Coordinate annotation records
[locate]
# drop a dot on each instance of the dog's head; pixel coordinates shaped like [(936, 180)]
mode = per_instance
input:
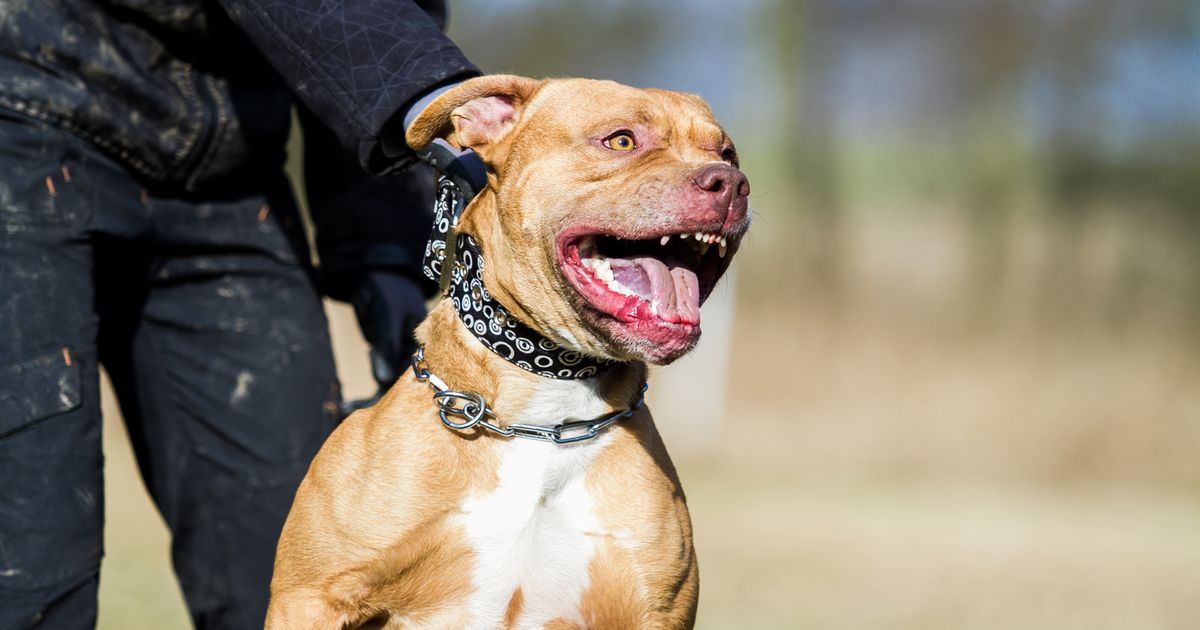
[(610, 214)]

_Directions_: Scale the records by rewriting every line of them, including the text above each answer, with each answer coordinate multiplied by 1.8 and rounded to a whole number, halves rounded up, while the sample coordinates in the wording stay unchanged. Leave the pictures out of your answer.

_Exercise result_:
[locate]
# drop a dot on each instance of the dog's head; pixel coordinates shaped like [(936, 180)]
mode = per_instance
input:
[(1098, 385)]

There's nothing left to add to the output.